▸ What you will do:
[a] In the boutique plan, whom would the writer hire to help with the in-house collection?
[b] Repeat the part of the boutique plan from "After the summer" up to and including "consider a catalogue." word for word.

After the summer if the boutique is still going well I would maybe think about having a catalogue. If people are interested in my boutique who have shopped there from visits from other parts of the country they can have the chance to subscribe and also have the chance to shop online. I know catalogues are expensive so I could see how well the online shopping works before I consider a catalogue.
By the end of the year I would have hoped to of have a successful first year and that my shop doesn’t close down.
• Launch event nights
• do charity events
• Beauty and shop nights
• launch online shopping

With hopefully a good shop up and running I would think about maybe starting some in house designing. I would love to start my own collections have them in a store and why not in my own store. I would obviously design to go with the flow of my store, so vintage and designer inspired; I would hire a pattern cutter and a seamstress as I wouldn’t have the complete skill to do this. This would obviously be depending on how well the store is going and how much money I would be making. My dream would be to have a boutique and start my own in house collection. I’ve seen some boutiques who are more charity shop then designer/vintage boutique and that’s really off putting so putting my own stamp into the shop would be a huge and hopefully successful step. If the designs don’t go to plan and are a failure then I will discontinue the line and it wont be done again as it will all be trial and error, but however if it is a HUGE success then I shall continue to design my collections every season and have my pattern cutter and seamstress to help me. This would be my main goal for the whole year. If the designs don’t pan out then I would continue to run the shop as it has been run.
• start my own in house collection
• launch my in house collection

If everything has gone to plan and my shop is in big demand then I would think about expanding to bigger places or even to London of I knew it could make it there, or simply just move my shop as a boutique is supposed to be unique. If the boutique moved and the store was to get bigger I would introduce more designers into the shop and maybe make my collection bigger if that was still going strong. I would maybe see if any designers wanted to do a unique collection for my boutique or even collaborate with me on a one off collection. This would be an amazing opportunity not just for my shop but for me and my career. I would only be 26 but this would be an ideal time to have a boost in my career especially if my boutique was doing so well. I would love to stock designers like Oscar de la Renta and Victoria Beckham as the have that different look to them and are so unique in there own ways.

▸ Extracted material:
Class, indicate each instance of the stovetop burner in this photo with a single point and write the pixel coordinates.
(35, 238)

...

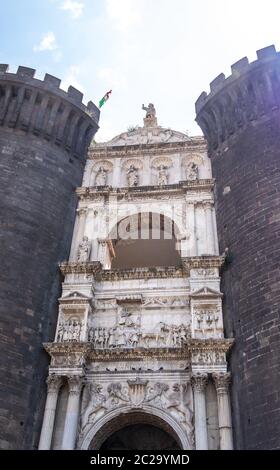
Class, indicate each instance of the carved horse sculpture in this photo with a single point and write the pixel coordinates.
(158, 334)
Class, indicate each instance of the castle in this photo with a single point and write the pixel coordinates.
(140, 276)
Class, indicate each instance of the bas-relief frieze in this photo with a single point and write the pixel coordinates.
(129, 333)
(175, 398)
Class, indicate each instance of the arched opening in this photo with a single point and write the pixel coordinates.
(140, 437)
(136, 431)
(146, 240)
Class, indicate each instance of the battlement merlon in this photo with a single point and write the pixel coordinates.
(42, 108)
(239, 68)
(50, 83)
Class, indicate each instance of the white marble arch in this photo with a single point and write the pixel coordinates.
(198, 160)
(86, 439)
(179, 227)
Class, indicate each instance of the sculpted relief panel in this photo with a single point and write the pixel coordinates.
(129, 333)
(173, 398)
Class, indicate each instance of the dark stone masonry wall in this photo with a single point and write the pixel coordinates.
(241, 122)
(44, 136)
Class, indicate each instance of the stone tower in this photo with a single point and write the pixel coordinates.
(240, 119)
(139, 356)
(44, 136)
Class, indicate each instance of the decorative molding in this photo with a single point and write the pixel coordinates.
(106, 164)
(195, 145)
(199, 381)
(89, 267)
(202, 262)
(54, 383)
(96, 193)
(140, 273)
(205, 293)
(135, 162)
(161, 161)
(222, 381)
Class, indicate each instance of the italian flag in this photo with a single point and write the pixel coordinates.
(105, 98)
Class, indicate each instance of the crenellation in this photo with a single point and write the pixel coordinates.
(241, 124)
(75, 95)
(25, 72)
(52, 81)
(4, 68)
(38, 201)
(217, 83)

---

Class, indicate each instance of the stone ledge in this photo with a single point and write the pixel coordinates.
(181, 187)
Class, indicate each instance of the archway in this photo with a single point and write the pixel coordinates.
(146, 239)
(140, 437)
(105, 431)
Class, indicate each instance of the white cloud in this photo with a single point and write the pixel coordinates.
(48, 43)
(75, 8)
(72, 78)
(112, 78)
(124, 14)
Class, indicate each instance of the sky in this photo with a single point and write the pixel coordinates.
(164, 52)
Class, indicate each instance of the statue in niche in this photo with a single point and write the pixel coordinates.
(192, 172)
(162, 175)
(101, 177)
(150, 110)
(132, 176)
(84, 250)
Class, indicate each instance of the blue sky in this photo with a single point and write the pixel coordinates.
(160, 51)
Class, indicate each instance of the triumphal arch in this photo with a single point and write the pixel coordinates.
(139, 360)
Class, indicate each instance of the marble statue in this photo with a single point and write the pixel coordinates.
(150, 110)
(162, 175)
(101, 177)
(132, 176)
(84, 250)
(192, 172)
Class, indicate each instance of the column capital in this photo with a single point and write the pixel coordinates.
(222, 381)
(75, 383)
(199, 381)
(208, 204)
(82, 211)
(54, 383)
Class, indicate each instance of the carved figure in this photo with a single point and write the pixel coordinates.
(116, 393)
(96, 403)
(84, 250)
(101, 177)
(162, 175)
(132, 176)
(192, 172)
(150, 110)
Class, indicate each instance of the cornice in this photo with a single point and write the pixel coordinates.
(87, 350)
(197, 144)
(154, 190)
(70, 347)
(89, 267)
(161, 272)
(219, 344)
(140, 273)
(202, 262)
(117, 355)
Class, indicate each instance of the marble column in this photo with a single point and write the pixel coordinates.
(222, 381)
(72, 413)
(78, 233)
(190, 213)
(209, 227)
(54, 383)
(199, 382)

▸ Results for the exercise:
[a] A pattern cutter and a seamstress.

[b]
After the summer if the boutique is still going well I would maybe think about having a catalogue. If people are interested in my boutique who have shopped there from visits from other parts of the country they can have the chance to subscribe and also have the chance to shop online. I know catalogues are expensive so I could see how well the online shopping works before I consider a catalogue.